__Request__
Quote the line containing "the white bear" and all lines that follow it in the listing below, exactly as written.

(Location annotation dataset excerpts)

○ ○ ○ ○

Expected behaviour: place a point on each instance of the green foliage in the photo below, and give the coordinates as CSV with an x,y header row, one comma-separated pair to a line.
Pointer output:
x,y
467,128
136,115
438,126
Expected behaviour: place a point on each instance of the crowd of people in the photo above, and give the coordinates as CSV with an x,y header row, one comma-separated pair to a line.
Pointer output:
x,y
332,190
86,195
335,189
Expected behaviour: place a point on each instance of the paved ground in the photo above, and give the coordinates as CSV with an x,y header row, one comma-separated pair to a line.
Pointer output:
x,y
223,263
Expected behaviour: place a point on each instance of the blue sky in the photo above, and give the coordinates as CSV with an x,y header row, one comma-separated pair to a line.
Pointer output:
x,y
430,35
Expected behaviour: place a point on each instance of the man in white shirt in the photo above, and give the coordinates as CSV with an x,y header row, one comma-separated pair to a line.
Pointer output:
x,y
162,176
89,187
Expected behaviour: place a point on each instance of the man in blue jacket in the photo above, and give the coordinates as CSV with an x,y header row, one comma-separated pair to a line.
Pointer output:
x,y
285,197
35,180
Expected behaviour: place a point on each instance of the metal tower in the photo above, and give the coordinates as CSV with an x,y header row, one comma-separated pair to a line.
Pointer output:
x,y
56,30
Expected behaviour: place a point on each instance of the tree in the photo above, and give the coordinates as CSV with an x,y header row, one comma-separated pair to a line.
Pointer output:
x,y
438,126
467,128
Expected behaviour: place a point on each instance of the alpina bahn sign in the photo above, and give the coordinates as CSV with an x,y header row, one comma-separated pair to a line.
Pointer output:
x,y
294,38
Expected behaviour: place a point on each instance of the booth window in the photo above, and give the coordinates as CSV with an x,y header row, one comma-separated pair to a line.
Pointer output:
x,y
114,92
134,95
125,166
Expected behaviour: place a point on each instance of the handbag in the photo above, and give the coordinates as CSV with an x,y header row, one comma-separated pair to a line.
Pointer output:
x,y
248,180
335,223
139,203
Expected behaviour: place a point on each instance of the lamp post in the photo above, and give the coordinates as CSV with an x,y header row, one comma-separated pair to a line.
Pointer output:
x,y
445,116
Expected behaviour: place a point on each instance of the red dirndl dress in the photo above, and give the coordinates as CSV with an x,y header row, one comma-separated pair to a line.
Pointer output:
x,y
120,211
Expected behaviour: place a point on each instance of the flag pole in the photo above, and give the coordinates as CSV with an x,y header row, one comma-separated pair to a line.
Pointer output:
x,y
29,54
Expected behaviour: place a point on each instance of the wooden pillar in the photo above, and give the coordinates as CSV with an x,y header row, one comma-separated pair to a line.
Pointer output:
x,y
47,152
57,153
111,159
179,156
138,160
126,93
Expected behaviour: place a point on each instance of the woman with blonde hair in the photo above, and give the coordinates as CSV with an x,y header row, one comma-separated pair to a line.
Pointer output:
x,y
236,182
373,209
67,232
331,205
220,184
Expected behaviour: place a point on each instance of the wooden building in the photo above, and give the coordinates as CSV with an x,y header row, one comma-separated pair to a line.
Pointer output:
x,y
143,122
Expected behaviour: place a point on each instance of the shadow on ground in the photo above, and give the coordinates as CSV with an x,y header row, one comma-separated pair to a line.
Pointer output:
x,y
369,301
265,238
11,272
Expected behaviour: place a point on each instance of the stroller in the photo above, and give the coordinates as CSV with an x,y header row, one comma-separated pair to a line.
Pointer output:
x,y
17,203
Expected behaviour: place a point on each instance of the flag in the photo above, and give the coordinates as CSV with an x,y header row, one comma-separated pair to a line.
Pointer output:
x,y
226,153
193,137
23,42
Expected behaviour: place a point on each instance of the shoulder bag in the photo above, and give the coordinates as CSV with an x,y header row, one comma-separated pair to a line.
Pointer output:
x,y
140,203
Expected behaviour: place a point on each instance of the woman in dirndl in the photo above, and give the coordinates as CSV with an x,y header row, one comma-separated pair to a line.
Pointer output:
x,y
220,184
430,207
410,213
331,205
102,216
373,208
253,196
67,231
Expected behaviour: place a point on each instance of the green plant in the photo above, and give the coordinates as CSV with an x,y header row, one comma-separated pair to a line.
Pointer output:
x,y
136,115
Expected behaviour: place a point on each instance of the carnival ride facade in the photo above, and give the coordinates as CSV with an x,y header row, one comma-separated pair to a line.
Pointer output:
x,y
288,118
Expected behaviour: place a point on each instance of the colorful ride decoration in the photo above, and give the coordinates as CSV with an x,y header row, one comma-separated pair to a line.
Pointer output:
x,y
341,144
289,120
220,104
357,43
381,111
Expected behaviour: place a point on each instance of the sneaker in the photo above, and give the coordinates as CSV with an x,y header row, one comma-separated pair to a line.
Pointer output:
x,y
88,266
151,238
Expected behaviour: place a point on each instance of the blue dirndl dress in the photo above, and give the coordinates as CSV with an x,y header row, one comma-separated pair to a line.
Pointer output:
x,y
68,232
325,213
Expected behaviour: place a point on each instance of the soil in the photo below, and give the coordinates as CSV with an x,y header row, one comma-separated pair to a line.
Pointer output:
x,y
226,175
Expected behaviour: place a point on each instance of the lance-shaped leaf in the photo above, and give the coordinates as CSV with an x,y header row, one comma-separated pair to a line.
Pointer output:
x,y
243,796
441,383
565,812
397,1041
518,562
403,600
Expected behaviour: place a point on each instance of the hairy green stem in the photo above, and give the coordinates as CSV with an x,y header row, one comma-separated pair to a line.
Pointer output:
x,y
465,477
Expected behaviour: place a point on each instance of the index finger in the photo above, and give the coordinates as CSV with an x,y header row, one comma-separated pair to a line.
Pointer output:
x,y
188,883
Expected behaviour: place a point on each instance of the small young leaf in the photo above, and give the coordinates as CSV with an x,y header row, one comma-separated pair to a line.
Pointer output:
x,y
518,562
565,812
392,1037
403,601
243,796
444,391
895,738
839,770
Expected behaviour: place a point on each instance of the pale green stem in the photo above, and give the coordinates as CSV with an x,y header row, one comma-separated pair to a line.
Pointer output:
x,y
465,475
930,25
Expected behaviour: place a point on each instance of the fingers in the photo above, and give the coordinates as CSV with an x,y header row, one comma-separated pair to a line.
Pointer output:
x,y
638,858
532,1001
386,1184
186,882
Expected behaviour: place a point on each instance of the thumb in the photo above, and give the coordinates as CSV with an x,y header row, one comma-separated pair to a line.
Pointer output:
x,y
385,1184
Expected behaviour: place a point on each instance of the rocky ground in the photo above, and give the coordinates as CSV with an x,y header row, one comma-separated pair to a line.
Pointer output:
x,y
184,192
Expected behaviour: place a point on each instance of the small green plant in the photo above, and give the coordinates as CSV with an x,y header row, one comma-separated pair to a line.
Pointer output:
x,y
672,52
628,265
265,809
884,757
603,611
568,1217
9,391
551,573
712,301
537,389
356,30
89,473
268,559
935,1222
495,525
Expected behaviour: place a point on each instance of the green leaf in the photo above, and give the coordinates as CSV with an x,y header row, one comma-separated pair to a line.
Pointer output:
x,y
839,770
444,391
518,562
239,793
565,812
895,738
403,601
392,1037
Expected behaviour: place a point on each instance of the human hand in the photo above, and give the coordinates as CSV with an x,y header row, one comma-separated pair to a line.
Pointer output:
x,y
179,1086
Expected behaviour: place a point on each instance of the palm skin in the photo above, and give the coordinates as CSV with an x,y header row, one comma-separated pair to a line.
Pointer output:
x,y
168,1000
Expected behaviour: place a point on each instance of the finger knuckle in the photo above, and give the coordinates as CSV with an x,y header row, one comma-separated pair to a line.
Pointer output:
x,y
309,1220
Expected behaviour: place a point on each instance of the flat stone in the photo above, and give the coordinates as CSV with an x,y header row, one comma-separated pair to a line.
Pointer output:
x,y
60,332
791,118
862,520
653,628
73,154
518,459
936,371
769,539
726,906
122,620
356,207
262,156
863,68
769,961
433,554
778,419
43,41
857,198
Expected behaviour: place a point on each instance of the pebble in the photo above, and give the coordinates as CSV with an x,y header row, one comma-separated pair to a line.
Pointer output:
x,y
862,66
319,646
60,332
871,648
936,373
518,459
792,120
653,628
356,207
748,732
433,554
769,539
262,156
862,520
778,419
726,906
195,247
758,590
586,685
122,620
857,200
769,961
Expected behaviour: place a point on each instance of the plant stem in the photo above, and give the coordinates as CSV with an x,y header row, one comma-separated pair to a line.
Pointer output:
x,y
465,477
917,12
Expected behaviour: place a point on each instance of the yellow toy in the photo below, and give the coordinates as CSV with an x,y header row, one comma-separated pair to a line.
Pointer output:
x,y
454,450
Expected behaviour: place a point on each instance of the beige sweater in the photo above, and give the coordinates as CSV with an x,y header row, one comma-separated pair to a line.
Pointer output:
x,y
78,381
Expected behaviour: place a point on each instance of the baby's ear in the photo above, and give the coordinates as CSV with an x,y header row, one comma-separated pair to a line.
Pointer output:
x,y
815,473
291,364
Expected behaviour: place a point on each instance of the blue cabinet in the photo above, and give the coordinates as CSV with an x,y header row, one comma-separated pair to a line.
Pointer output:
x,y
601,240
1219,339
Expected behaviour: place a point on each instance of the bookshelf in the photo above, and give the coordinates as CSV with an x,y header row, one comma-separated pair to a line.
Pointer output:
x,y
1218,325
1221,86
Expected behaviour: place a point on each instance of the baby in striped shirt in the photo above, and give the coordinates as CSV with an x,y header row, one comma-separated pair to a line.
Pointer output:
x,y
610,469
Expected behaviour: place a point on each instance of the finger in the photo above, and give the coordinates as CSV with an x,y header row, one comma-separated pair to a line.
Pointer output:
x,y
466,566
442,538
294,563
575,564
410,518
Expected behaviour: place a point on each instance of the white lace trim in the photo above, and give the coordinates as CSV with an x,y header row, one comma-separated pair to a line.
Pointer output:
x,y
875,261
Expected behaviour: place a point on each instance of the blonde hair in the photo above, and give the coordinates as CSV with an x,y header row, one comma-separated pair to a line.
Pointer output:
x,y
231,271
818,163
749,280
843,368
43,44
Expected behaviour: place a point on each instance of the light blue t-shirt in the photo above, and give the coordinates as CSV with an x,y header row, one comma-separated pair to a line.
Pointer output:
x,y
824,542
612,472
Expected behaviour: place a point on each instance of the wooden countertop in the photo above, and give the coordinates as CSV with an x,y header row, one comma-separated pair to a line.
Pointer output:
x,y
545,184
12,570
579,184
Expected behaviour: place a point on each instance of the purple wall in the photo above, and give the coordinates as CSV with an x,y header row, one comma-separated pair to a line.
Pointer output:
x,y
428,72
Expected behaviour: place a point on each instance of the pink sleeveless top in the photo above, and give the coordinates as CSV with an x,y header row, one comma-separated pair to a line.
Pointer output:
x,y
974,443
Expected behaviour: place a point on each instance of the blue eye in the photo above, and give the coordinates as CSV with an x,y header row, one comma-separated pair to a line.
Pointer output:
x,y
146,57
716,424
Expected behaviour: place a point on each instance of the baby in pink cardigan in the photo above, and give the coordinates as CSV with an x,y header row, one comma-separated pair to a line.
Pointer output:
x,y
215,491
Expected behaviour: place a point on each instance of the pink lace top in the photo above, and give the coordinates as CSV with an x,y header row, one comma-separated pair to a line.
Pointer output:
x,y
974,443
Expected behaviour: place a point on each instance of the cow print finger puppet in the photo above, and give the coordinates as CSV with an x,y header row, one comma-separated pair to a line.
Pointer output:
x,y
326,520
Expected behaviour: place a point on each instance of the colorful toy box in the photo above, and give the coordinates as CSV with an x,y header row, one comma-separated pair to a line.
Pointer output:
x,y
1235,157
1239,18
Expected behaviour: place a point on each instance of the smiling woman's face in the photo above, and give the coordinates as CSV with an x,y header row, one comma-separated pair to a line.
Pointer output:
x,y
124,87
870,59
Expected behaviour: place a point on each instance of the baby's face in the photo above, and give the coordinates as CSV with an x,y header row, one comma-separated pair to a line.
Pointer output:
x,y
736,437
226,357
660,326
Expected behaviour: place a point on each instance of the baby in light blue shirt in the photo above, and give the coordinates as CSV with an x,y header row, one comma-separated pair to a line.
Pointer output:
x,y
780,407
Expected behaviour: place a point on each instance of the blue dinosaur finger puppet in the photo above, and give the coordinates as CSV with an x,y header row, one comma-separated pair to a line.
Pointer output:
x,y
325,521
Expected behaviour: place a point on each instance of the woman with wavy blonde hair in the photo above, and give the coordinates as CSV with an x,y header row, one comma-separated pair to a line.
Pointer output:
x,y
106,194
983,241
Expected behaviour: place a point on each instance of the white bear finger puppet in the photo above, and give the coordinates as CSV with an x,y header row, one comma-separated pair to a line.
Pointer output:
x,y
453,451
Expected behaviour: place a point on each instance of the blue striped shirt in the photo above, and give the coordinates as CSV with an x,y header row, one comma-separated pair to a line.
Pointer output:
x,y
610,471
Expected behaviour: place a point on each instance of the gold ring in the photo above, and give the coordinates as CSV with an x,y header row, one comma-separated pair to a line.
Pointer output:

○ ○ ○ ○

__Task answer__
Expected behaviour: place a point on each instance of the white bear finger puppet in the photo above, and give the coordinates as CSV with an x,y header row, one comma-separated pair to a line.
Pointer output:
x,y
453,451
Expected behaviour: place a point on each instance of the blue striped shirt in the photo above, and give the coordinates as CSV with an x,y header row, one comma-separated pair to a line.
Pointer output:
x,y
610,471
Expected behaviour: place a point on each instance of the gold ring in the photo above, and give the coordinates as CSV with an x,y header row, one comma-separated pair to a line.
Pointer output:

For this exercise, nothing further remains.